**TASK MATERIAL:**
===
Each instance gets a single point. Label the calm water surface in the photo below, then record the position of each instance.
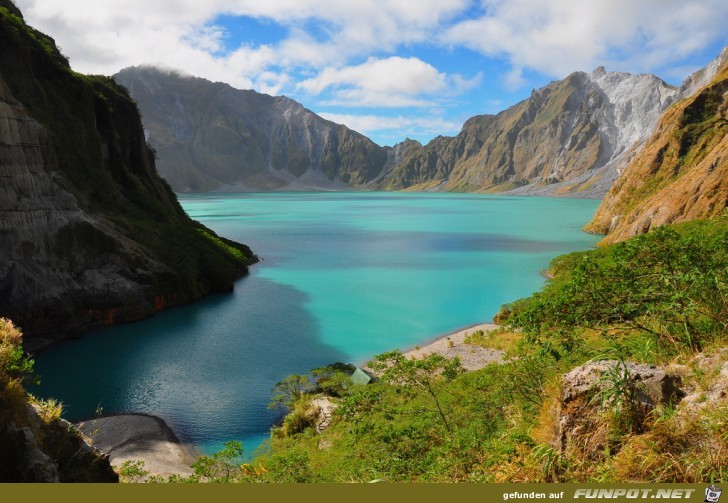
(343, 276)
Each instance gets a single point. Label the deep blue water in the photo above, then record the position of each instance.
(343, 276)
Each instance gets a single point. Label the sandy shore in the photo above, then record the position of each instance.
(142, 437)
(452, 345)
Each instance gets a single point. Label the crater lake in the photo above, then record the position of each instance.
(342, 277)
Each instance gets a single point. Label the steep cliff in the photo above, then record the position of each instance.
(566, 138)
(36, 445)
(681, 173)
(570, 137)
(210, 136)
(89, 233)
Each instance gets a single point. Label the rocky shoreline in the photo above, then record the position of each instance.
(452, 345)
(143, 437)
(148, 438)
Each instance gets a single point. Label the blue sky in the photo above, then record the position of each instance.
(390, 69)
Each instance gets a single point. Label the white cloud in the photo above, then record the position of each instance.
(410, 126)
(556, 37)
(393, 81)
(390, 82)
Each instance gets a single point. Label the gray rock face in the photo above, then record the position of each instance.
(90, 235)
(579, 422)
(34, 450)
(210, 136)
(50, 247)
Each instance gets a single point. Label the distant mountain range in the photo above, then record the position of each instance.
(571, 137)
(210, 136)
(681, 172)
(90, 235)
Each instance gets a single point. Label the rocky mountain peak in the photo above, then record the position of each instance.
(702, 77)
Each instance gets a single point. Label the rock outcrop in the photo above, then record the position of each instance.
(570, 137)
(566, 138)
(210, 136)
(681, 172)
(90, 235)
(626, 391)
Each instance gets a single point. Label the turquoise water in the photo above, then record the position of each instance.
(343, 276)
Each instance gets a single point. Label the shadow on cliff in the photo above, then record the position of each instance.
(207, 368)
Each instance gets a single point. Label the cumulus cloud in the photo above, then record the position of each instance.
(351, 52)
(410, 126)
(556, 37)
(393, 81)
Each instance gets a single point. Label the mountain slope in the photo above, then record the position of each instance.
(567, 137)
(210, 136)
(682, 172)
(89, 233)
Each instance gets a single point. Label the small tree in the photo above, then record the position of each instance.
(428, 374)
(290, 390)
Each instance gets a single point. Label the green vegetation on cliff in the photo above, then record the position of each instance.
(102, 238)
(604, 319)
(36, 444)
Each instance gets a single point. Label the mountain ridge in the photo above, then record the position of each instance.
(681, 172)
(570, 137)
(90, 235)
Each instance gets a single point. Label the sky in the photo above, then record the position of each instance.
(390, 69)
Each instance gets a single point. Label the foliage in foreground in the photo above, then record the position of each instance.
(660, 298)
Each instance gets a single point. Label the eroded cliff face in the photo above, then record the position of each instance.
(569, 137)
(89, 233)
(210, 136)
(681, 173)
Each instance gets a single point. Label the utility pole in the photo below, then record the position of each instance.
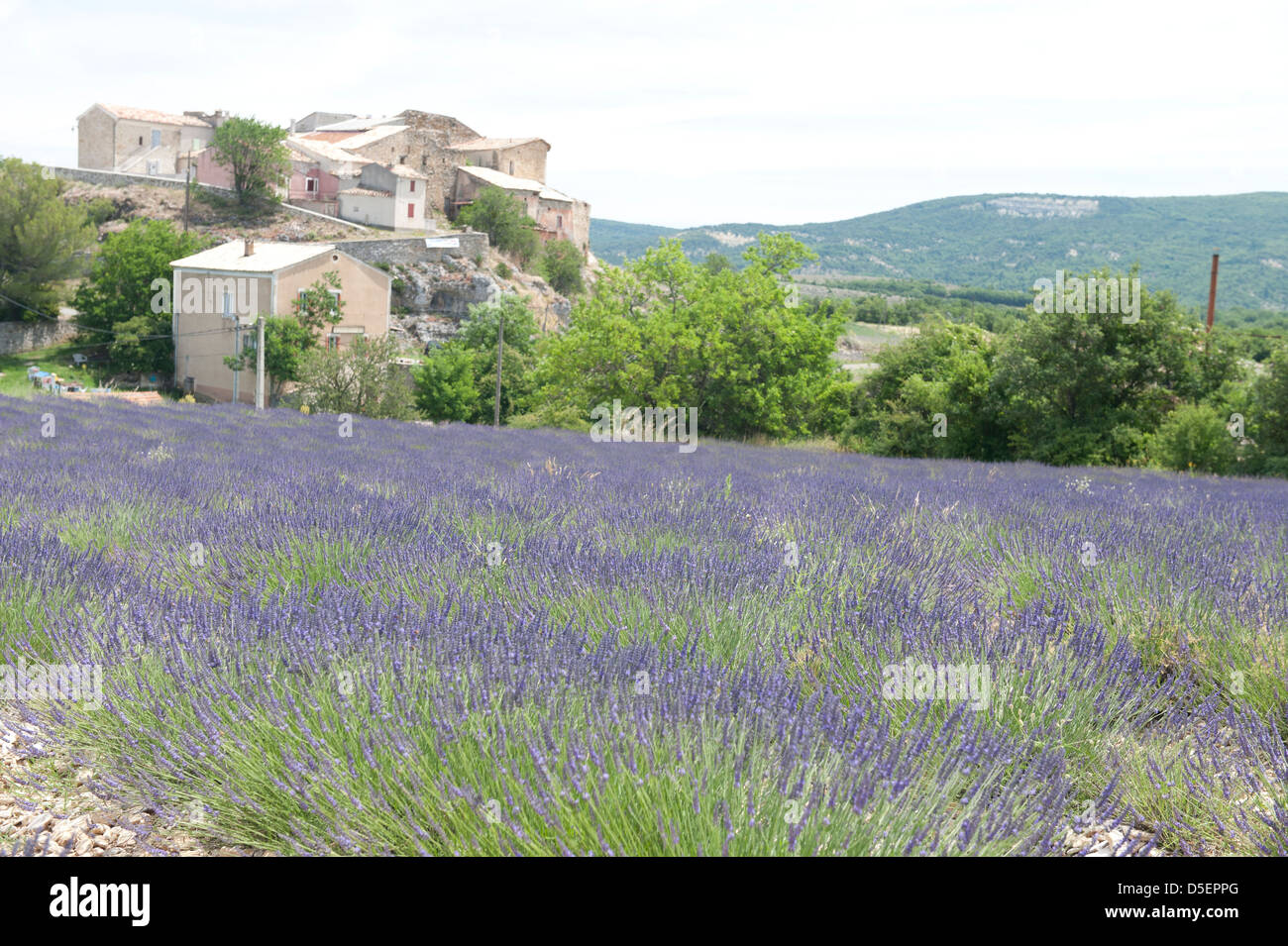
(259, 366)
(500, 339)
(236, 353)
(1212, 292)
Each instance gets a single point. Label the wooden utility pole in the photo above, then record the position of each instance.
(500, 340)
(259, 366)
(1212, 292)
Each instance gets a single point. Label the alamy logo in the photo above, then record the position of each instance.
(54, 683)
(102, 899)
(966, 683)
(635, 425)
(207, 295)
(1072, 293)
===
**WHAT YOU SHOULD DO:** Lay out every line of the records above as a numbered list, skipping blank lines and leaving out the pictures.

**TASK SOLUTION:**
1. Each instance gets a single point. Label the calm water surface in the photo below, then record the position of each instance.
2. (343, 276)
3. Each instance gets a single point. Label the deep blue water in the photo above, then record the position of each instance.
4. (343, 276)
5. Each instance gets a single point. Label the sandy shore in the photo above, then record the position of each instance.
6. (142, 437)
7. (452, 345)
8. Each instance gets a single point. Label the crater lake in the photo above, then record the position of each instance.
9. (342, 277)
10. Each instance gets a single point. Label the steep cliff in the photo above, then record the position of each instance.
11. (566, 138)
12. (36, 445)
13. (681, 173)
14. (570, 137)
15. (210, 136)
16. (89, 233)
17. Each instance gets a single point. Label the rocky shoreline in the photo above, then record the position of each instance.
18. (452, 345)
19. (143, 437)
20. (148, 438)
21. Each instance gets a single point. Label the blue sky in the photo above, then record the position of each instance.
22. (390, 69)
23. Each instance gets a single point. Label the white cloud in the photo above, then record the position of each instance.
24. (410, 126)
25. (556, 37)
26. (393, 81)
27. (390, 82)
28. Each instance gets a single point. Label the gray rock face in the photo above, then record the position of each instance.
29. (90, 235)
30. (579, 422)
31. (34, 450)
32. (210, 136)
33. (50, 247)
34. Each instance gets a single point. Label the distant mountain range in the photo above, then record the position of each instance.
35. (571, 137)
36. (210, 136)
37. (681, 172)
38. (90, 235)
39. Each instance gets a single point. Label the rocky mountain peak in the photo above, then record the position of each instance.
40. (702, 77)
41. Each instance gets a single point. Label the rock outcrop in the photo above, then record the position of each instance.
42. (570, 137)
43. (566, 138)
44. (210, 136)
45. (681, 172)
46. (90, 235)
47. (626, 391)
48. Each instance gets a single point. Label the turquoise water in the photo above, then record the position of each instance.
49. (343, 276)
50. Each instance gets a single point. Label the shadow on cliff in the photo above, then record the position of each instance.
51. (207, 368)
52. Each instance gets a single point. Label the cumulus cloud in the photo above, then record the position of each instance.
53. (351, 52)
54. (410, 126)
55. (556, 37)
56. (393, 81)
57. Each instance gets a single point. Label the mountain slope in the photo above, then record the position of each instance.
58. (567, 137)
59. (210, 136)
60. (682, 172)
61. (89, 233)
62. Each instance gets a single point. Label the small tree in the photo above, then record the position of each instance.
63. (428, 374)
64. (290, 390)
65. Each instance gets a single point. Label the green vegetation on cliff in the photo above, then record the position of each instance.
66. (102, 238)
67. (604, 319)
68. (36, 444)
69. Each instance gets a single point. Label the mountain ridge in the photo above, then record the position of each instance.
70. (681, 172)
71. (570, 137)
72. (90, 235)
73. Each instance gets a single point. Label the sky in the photo above, then record the position of each instance.
74. (390, 69)
75. Each instance gets a single point. Label the foliage in foreground in the photo above, then record the position of each instance.
76. (660, 298)
77. Each instance gets a single point. Label the eroded cliff face in the photo above, then record the position of each instance.
78. (569, 137)
79. (89, 233)
80. (210, 136)
81. (681, 173)
82. Each instance gets a single point. Label the utility pole in the photo below, then record the position of each instance.
83. (259, 366)
84. (500, 339)
85. (236, 353)
86. (1212, 292)
87. Each instance gets a single point. Label the wooden utility pole in the photo above, then record the position of each instance.
88. (500, 340)
89. (259, 366)
90. (1212, 292)
91. Each instance gets a single point. Label the alamy logo in the photo above, then record the position of each instance.
92. (54, 683)
93. (102, 899)
94. (966, 683)
95. (635, 425)
96. (207, 295)
97. (1072, 293)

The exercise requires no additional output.